### Task inputs
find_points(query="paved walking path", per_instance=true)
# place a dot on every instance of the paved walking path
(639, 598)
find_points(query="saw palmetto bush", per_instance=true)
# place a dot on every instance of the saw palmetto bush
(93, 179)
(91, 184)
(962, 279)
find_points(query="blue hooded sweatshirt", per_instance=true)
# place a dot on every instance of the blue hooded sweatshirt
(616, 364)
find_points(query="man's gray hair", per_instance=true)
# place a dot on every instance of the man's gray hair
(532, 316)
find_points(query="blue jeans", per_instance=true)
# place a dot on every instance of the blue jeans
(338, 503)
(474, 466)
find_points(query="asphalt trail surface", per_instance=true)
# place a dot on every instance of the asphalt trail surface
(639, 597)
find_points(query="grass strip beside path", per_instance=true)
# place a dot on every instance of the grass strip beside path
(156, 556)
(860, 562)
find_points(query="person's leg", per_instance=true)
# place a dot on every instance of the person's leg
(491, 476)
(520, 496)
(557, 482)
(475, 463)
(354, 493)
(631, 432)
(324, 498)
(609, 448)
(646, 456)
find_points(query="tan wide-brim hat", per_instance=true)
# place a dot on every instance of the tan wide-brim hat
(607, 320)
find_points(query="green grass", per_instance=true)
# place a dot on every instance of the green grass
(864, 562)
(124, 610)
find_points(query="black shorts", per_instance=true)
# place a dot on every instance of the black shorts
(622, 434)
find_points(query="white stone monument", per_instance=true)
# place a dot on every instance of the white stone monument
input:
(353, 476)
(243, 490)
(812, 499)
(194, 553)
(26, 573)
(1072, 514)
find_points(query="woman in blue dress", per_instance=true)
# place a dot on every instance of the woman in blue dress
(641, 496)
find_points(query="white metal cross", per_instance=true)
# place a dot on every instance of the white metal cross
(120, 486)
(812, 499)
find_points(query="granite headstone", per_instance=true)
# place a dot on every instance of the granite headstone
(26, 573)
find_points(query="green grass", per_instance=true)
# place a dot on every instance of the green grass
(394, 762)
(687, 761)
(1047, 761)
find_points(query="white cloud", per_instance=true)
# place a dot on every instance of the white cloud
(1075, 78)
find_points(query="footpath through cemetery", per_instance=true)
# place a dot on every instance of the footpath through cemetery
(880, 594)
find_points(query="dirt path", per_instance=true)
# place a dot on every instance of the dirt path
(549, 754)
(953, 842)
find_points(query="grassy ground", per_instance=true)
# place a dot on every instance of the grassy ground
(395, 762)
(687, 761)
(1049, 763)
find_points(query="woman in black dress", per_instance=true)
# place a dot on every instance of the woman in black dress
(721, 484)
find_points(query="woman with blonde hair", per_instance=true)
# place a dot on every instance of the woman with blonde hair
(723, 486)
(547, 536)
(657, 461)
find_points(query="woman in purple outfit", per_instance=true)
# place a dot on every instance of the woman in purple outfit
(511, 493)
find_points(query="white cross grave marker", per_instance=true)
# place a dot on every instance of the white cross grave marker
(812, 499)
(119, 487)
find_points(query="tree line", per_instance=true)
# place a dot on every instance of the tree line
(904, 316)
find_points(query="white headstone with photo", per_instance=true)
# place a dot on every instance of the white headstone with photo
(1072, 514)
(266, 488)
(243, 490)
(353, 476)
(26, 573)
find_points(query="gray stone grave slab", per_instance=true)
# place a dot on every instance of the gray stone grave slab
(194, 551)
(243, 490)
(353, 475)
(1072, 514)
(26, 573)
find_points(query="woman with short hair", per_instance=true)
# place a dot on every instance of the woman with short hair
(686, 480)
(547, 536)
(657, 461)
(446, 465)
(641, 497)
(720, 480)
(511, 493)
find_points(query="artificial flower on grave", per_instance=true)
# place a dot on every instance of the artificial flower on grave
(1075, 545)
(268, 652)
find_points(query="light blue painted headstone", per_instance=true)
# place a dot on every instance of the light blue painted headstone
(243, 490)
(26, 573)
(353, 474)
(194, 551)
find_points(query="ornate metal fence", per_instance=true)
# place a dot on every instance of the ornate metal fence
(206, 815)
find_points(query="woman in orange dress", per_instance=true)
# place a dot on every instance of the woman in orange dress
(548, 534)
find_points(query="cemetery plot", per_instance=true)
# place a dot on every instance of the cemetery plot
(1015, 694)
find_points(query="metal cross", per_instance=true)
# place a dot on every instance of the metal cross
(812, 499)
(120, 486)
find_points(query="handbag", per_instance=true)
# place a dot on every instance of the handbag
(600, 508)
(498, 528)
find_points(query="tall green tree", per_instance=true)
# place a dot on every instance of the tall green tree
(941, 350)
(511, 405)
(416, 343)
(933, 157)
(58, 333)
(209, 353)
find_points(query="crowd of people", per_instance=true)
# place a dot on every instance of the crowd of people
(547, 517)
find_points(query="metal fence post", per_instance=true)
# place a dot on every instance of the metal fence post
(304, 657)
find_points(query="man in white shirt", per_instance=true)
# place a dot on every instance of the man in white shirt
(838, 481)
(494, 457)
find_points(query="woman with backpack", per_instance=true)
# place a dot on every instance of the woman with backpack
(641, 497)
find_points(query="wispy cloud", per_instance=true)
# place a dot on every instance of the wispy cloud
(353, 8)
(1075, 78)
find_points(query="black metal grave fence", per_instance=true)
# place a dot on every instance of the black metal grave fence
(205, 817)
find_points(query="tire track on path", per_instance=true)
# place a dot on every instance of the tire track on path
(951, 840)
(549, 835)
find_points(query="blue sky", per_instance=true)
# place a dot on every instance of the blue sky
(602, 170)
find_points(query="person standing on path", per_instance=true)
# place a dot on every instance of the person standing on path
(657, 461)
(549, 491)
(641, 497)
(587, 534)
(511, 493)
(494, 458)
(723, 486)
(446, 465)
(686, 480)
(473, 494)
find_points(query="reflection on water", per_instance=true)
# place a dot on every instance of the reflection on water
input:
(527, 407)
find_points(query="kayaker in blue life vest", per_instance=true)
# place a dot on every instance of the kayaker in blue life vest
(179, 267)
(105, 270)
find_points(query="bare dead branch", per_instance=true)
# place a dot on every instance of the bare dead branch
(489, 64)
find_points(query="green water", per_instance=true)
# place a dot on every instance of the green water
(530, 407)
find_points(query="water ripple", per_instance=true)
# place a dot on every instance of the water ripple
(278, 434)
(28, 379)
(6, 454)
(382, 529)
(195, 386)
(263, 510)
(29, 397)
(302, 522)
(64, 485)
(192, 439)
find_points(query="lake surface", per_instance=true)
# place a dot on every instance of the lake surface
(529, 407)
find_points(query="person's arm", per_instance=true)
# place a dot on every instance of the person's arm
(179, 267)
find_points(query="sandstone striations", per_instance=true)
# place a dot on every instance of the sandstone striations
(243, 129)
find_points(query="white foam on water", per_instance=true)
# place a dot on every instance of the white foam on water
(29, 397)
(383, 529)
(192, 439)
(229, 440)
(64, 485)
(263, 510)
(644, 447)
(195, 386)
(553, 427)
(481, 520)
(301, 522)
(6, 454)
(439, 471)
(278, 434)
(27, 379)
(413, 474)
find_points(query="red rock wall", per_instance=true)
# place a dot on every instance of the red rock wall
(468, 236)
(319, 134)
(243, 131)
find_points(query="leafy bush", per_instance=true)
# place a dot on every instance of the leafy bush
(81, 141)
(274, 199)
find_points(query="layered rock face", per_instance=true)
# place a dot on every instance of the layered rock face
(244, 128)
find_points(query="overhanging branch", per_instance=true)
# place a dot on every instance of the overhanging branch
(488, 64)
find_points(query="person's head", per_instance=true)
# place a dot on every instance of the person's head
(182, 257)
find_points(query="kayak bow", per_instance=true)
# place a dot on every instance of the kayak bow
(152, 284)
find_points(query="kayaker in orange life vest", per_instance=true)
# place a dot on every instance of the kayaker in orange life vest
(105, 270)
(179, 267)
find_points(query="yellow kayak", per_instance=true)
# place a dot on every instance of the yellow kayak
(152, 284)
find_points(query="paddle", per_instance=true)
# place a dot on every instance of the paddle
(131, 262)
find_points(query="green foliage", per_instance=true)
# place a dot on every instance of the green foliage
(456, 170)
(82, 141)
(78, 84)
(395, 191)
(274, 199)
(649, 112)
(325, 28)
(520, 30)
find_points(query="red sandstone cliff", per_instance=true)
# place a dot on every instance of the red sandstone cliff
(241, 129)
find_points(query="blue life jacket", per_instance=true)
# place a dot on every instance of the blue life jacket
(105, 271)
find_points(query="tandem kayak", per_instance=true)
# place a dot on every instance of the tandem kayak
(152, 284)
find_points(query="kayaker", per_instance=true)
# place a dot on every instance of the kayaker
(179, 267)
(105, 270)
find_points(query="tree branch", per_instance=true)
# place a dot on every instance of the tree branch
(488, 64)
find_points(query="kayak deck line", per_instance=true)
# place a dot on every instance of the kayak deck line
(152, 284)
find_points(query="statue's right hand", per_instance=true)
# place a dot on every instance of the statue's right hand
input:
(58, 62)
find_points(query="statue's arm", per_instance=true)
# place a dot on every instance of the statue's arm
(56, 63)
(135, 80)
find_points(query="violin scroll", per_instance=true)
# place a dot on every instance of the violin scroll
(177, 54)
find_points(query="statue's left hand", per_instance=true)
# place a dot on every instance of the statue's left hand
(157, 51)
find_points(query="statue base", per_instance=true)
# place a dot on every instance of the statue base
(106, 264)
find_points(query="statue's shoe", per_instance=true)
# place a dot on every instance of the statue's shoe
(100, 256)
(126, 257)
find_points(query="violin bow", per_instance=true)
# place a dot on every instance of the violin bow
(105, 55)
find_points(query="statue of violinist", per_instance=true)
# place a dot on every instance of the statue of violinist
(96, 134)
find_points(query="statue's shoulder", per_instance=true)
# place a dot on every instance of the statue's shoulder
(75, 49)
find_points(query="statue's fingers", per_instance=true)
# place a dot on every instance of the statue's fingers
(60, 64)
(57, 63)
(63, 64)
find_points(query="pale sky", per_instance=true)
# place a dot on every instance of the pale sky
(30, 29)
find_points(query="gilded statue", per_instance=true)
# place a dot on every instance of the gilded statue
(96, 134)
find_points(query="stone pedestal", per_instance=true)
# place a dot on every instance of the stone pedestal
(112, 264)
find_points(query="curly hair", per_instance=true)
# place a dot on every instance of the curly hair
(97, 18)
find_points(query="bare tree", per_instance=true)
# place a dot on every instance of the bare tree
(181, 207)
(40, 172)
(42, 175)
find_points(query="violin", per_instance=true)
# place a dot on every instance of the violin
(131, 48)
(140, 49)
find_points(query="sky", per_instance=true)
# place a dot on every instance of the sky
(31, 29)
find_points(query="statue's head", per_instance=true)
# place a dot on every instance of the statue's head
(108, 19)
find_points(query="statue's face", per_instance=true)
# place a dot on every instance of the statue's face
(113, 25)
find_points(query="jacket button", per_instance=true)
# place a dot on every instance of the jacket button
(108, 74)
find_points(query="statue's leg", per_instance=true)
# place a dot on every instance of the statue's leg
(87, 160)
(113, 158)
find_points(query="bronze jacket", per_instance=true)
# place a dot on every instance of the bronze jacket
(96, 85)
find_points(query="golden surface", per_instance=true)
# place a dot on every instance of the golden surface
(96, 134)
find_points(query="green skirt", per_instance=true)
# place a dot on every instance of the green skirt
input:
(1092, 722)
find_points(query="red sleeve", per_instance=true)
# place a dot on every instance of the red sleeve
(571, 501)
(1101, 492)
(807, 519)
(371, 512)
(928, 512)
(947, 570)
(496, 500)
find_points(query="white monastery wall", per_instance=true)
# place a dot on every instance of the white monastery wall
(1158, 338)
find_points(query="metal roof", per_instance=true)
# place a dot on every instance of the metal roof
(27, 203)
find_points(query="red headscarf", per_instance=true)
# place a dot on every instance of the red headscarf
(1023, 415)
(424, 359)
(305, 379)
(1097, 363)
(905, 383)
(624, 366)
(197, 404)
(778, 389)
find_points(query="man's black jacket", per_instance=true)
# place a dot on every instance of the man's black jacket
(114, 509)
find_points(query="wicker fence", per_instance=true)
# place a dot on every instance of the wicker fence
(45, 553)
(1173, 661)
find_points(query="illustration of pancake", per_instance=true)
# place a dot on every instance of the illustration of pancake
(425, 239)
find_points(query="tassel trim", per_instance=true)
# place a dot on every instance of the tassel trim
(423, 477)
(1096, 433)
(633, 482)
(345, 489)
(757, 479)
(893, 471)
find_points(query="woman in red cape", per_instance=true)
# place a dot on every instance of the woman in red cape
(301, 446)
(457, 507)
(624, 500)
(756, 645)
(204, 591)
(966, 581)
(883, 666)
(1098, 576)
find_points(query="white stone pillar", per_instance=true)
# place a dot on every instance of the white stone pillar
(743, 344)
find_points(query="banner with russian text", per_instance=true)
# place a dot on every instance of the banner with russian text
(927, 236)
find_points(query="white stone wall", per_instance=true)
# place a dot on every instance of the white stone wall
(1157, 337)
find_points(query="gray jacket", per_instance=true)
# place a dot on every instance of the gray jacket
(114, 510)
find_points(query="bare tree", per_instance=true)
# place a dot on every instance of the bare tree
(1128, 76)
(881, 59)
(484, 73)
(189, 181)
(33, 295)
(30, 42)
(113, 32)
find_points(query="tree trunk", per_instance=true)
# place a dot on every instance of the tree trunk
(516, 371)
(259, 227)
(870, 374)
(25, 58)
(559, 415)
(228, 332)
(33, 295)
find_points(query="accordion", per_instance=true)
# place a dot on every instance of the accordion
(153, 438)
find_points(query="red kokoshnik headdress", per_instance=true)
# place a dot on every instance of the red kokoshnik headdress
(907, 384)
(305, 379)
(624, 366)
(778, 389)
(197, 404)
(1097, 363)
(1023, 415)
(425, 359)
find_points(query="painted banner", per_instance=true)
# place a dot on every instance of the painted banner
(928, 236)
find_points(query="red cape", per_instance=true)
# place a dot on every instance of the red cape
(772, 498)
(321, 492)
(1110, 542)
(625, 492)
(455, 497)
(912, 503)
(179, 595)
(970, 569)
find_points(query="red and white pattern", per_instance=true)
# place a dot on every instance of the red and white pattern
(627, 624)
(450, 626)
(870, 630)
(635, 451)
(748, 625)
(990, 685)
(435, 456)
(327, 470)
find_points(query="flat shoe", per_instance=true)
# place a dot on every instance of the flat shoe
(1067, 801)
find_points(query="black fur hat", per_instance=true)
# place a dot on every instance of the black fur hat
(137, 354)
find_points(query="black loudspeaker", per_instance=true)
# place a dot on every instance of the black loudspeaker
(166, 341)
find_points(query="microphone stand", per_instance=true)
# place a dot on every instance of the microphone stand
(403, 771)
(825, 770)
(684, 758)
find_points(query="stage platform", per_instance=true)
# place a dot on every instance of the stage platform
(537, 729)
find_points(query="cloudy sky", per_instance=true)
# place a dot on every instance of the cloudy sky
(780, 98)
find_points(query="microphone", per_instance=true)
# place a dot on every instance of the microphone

### Problem statement
Collect every line in the records above that contains the string "banner", and copy each one in full.

### Answer to this task
find_points(query="banner with russian text", per_instance=true)
# place a dot on every instance of the banner with russian text
find_points(query="painted banner", per_instance=true)
# place a dot on every instance of the painted banner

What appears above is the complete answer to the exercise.